Our old friends at Dominion VA Power, Appalachian Power, and Virginia’s friendly power cooperatives were up to their old obstructionist antics again when one lobbyist from each of the three hulking dinosaurs effectively killed HB 129 (Electric Utilities; purchases from net metering sellers) until next session of the General Assembly. The main bone of contention/opposition on the part of Virginia’s Goliath power distributors was the “deregulatory” nature of HB 129. Playing to the Senate Labor and Commerce committee’s deepest fears, Dominion VA Power’s veteran lobbyist opined that HB 129 would have opened another Pandora’s Box of regulatory versus deregulatory struggles inside Virginia. Needless to say, had this primary argument not been made against allowing end users to use solar energy from energy suppliers not named Dominion VA Power, Appalachian Power, or one of Virginia’s power cooperatives, some other clever argument would have been made to derail the effort.
The fact that Del. Terry Kilgore (R-Gate City), a Republican, introduced HB 129 in the House of Delegates shows how overwhelmingly commonsensical Virginia’s need for more solar power in general is. Even Senator Frank Wagner spoke up during the Labor and Commerce hearing on HB 129 to urge Virginia to finally move faster and more substantively towards solar power. You even heard the phrase “in the public interest” (Sen. John Edwards) when talking about HB 129 and the need for more renewable power in Virginia. Wow!

** INFORMATION **
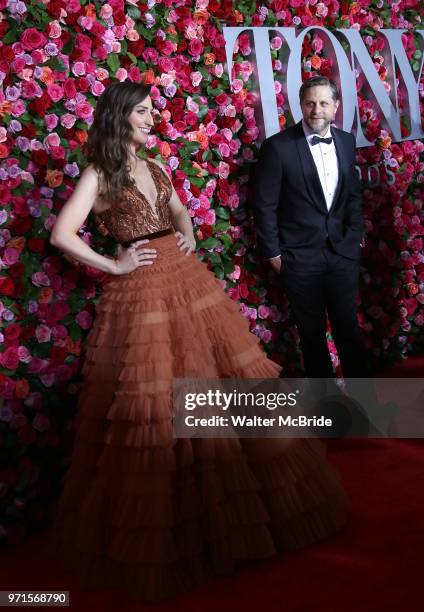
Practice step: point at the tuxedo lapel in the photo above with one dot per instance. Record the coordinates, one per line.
(310, 173)
(338, 143)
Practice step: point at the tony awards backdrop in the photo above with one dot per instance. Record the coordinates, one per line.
(224, 75)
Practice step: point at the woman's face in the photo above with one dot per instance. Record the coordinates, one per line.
(141, 121)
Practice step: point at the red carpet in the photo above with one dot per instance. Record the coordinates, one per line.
(374, 565)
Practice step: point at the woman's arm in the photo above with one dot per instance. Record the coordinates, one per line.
(65, 237)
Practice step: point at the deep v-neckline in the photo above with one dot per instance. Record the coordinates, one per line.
(153, 207)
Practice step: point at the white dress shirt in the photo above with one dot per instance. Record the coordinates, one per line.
(325, 158)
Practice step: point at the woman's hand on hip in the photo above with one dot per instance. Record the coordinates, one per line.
(134, 257)
(185, 243)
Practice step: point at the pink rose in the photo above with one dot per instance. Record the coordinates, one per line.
(235, 274)
(52, 140)
(97, 88)
(24, 354)
(51, 121)
(55, 92)
(121, 74)
(78, 68)
(43, 333)
(263, 311)
(32, 39)
(54, 30)
(223, 170)
(224, 150)
(40, 279)
(30, 90)
(67, 120)
(83, 110)
(7, 388)
(9, 359)
(11, 256)
(18, 108)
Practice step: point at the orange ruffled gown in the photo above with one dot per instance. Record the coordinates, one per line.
(156, 515)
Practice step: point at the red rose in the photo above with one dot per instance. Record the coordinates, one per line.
(136, 47)
(9, 359)
(17, 270)
(59, 353)
(221, 99)
(69, 88)
(12, 331)
(33, 39)
(22, 225)
(7, 54)
(82, 84)
(7, 286)
(119, 18)
(37, 245)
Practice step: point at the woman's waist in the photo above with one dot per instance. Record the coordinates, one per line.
(150, 236)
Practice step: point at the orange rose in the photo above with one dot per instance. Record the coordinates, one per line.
(22, 388)
(54, 178)
(81, 136)
(315, 62)
(46, 294)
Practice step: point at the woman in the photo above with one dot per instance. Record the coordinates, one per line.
(140, 509)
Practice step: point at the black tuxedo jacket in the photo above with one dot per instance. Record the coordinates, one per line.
(289, 205)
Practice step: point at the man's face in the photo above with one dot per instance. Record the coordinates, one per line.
(319, 108)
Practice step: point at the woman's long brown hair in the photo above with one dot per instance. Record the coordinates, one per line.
(110, 134)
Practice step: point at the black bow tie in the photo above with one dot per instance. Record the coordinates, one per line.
(317, 139)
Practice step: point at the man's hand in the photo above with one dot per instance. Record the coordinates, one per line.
(276, 263)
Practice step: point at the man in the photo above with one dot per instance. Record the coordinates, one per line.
(309, 226)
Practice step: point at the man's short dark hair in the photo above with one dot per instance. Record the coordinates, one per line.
(315, 82)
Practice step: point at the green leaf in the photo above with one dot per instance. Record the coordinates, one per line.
(222, 213)
(196, 181)
(222, 226)
(133, 12)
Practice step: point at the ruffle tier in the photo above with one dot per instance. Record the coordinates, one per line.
(156, 515)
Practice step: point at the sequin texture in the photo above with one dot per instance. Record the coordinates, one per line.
(133, 216)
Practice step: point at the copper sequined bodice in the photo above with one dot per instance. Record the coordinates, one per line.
(134, 216)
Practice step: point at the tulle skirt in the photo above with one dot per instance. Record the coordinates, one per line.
(155, 515)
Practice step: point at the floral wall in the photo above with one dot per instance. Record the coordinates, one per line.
(56, 58)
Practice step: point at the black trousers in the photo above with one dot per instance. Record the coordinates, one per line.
(318, 285)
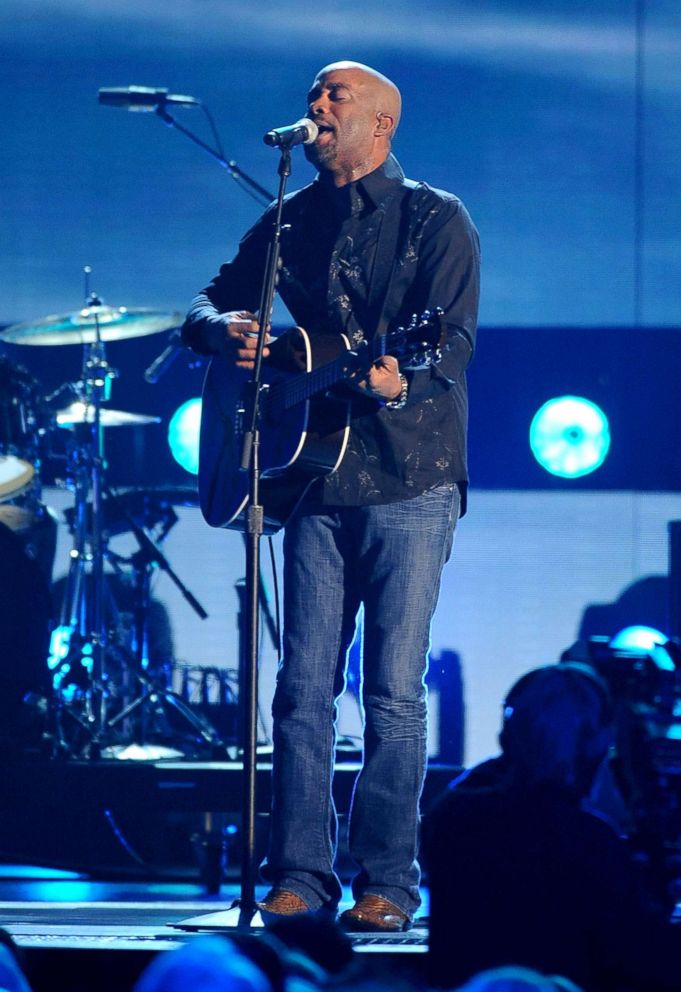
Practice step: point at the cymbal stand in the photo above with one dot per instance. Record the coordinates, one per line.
(144, 561)
(83, 609)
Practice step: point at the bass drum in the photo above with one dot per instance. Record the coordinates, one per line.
(23, 418)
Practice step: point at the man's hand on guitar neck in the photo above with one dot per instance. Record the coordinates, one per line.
(383, 379)
(242, 332)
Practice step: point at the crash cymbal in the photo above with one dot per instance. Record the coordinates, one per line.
(80, 327)
(82, 413)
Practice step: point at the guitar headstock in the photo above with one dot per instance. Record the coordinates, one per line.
(419, 345)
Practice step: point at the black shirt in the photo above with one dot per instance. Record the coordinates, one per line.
(333, 279)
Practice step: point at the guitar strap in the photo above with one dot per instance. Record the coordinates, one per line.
(391, 236)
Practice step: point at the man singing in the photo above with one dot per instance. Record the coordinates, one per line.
(363, 249)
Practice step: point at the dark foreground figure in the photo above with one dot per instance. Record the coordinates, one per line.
(521, 874)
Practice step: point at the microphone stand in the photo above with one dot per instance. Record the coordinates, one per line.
(253, 525)
(234, 170)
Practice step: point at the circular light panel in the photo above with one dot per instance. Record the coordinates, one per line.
(570, 436)
(183, 435)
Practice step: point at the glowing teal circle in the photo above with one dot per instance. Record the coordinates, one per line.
(638, 638)
(570, 436)
(183, 435)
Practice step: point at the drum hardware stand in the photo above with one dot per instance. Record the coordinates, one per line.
(83, 606)
(144, 561)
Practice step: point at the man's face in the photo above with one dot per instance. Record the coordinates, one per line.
(343, 104)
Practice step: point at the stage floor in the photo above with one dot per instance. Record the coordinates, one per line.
(106, 931)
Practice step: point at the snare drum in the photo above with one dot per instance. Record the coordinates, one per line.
(20, 405)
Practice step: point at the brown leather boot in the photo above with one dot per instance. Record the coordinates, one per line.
(374, 914)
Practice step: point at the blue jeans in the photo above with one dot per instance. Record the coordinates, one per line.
(389, 558)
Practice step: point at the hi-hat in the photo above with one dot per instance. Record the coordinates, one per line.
(80, 327)
(84, 413)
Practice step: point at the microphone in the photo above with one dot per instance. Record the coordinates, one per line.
(143, 98)
(303, 132)
(162, 362)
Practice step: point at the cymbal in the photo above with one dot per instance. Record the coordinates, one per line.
(81, 413)
(80, 327)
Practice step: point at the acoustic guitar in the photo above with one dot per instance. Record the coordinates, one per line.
(304, 415)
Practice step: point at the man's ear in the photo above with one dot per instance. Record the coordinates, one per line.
(384, 125)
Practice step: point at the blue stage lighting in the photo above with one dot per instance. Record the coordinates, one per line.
(183, 435)
(638, 638)
(570, 436)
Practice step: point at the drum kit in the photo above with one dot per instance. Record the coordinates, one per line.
(95, 690)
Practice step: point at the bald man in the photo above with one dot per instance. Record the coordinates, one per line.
(363, 249)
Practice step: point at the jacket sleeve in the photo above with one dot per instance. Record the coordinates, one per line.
(237, 286)
(447, 276)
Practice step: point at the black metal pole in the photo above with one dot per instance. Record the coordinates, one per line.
(254, 531)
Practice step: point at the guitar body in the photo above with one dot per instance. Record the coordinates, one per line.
(304, 424)
(298, 441)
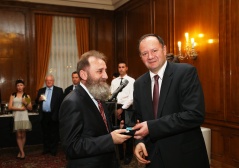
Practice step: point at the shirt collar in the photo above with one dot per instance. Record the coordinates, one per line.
(86, 90)
(160, 72)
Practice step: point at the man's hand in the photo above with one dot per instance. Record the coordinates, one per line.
(141, 130)
(119, 138)
(140, 153)
(119, 112)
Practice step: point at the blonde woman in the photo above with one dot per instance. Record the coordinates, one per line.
(19, 104)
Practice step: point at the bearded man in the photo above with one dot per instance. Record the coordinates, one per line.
(86, 131)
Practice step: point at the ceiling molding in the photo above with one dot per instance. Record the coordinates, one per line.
(95, 4)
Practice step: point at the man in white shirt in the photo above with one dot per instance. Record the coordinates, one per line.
(124, 101)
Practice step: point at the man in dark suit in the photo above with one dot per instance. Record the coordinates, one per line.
(169, 131)
(49, 98)
(75, 80)
(85, 127)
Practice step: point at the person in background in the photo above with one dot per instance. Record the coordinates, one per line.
(75, 81)
(86, 132)
(171, 58)
(19, 104)
(124, 101)
(169, 103)
(49, 98)
(115, 75)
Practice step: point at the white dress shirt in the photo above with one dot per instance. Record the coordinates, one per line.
(160, 74)
(125, 97)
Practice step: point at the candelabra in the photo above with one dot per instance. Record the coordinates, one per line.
(189, 50)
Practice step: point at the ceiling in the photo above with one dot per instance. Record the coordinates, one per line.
(96, 4)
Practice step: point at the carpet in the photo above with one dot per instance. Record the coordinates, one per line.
(35, 159)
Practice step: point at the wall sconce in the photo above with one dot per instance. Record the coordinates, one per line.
(189, 50)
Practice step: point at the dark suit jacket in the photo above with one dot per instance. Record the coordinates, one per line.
(83, 134)
(175, 135)
(68, 90)
(56, 99)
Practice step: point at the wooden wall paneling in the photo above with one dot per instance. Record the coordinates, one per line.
(218, 148)
(233, 58)
(233, 148)
(12, 50)
(138, 22)
(163, 22)
(120, 42)
(104, 39)
(195, 18)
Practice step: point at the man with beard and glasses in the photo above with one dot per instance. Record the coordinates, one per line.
(86, 132)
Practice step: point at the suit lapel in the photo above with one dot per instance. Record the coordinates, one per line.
(148, 97)
(167, 79)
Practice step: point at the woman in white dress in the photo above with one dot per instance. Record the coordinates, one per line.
(19, 104)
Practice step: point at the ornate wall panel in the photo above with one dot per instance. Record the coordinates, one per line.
(233, 59)
(13, 51)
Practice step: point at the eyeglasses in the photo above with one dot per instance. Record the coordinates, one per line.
(146, 53)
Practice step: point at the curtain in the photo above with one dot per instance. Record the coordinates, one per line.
(82, 34)
(43, 46)
(64, 53)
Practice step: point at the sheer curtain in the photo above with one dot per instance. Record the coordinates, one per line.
(64, 53)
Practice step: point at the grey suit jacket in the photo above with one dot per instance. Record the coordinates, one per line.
(175, 136)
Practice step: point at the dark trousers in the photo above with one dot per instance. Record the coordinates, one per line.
(50, 133)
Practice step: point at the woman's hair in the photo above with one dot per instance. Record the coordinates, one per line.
(17, 82)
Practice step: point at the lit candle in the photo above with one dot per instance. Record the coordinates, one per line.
(192, 42)
(186, 36)
(179, 46)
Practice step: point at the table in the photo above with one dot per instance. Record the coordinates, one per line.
(207, 138)
(8, 137)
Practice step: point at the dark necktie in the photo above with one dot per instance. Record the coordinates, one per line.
(156, 95)
(102, 113)
(121, 81)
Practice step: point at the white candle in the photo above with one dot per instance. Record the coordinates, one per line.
(192, 42)
(179, 46)
(186, 36)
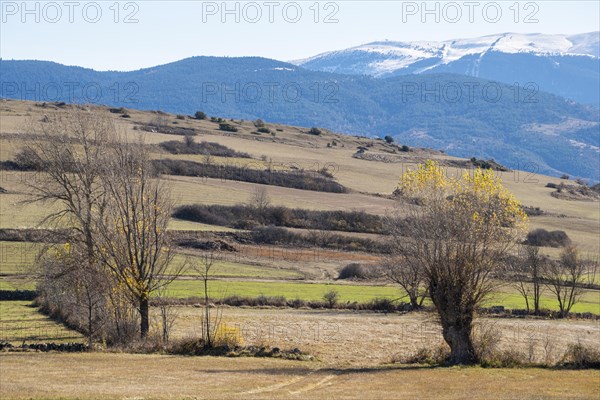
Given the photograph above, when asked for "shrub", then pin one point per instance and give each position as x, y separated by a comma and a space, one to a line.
428, 356
191, 147
504, 359
227, 127
580, 356
353, 271
382, 304
348, 221
331, 297
541, 237
293, 179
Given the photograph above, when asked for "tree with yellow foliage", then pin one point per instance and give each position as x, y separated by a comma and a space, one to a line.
134, 243
458, 230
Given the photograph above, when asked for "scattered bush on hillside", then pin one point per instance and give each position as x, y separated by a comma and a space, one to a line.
118, 110
227, 127
353, 271
579, 356
331, 298
489, 164
542, 237
533, 211
277, 216
298, 179
166, 129
191, 147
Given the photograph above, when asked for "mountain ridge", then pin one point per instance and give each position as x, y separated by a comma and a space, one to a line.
566, 65
509, 128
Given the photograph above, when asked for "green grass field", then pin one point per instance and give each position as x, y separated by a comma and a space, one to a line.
193, 265
590, 301
21, 322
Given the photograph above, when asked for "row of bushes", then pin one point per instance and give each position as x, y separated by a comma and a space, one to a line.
576, 356
542, 237
191, 147
247, 217
33, 235
293, 179
166, 129
326, 240
378, 304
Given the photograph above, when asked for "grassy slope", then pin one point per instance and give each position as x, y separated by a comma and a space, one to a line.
294, 148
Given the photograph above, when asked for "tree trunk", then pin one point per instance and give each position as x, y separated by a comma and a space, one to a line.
461, 344
145, 322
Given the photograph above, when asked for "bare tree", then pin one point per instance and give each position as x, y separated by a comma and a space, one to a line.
134, 243
527, 271
409, 276
260, 199
396, 268
564, 279
168, 314
457, 232
210, 321
69, 150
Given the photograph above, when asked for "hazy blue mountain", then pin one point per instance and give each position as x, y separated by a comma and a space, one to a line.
463, 115
567, 65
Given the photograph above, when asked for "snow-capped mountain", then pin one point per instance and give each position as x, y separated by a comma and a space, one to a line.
567, 65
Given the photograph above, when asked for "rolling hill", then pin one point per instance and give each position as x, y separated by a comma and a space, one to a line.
464, 116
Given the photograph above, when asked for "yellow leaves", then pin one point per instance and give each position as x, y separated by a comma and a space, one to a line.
428, 176
478, 195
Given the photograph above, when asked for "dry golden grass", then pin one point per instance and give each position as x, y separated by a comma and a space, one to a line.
367, 339
104, 376
292, 147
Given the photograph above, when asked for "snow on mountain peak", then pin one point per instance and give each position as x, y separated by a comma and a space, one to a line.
388, 56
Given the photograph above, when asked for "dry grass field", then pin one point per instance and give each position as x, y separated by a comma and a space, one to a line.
128, 376
355, 351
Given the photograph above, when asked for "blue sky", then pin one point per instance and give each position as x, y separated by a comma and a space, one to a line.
130, 35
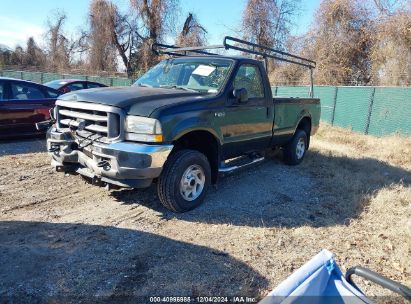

** ABOUT THIS EXERCISE **
Continue the commentary on Virginia's HB 129 solar bill, starting after its last sentence.

** ANSWER SPACE **
But Virginia’s mammoth power companies seem prepared to drive Virginia into a greenhouse gas world of hell before they use their substantial resources and power to get on board the clean energy bandwagon. So what’s going to change the minds of their CEO’s and the actions of their companies? It’s you, me, and everyone else in Virginia who wants to see a future powered by clean and renewable sources of energy demanding it, that’s what.
If cancer patients push their chemotherapy off until next year, what happens? We as a society are pushing off our own form of chemotherapy in the form of renewable sources of energy. I guess we’ll know one day whether or not we have pushed off our chemotherapy for too long. But we have to keep trying no matter how bleak the diagnosis is.
A turn towards renewable energy is the moral thing to do, the socially responsible thing to do, and yes, the economically beneficial thing to do.